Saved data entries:

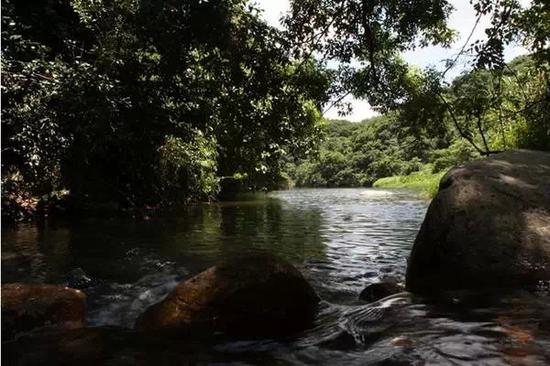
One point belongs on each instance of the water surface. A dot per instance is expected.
(341, 239)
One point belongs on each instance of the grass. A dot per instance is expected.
(427, 183)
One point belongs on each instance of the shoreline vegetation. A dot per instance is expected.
(426, 183)
(134, 105)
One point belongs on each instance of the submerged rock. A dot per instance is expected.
(78, 279)
(487, 227)
(380, 290)
(26, 306)
(254, 296)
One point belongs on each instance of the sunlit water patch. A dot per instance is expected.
(341, 239)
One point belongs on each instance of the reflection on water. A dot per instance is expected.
(341, 239)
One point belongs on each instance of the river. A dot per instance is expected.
(341, 240)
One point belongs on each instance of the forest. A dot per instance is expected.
(132, 104)
(504, 111)
(152, 153)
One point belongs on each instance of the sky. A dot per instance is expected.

[YOUR GOAL]
Print the data again word for word, pictures excluded.

[ANSWER SPACE]
One point belongs on each instance of the water surface. A dot per instance is expected.
(341, 239)
One point belongs on each instance of the grass. A dot per instance is expected.
(427, 183)
One point belongs on each instance of the shoreline vegetation. A dot per instance is expected.
(426, 183)
(134, 105)
One point belongs on each instance of the submerged rock. A dot per instance is expected.
(78, 279)
(487, 227)
(380, 290)
(26, 306)
(254, 296)
One point belongs on each instance of the sunlit water patch. A dot per instance is expected.
(341, 239)
One point belongs on each instance of the reflection on water. A dot per instance is expected.
(341, 239)
One point belongs on each instance of the river. A dot per instance is expected.
(341, 240)
One point belongs on each instance of the forest. A dot per instance is expected.
(132, 104)
(504, 111)
(152, 153)
One point belongs on each instance of the sky. A dot per instance is expected.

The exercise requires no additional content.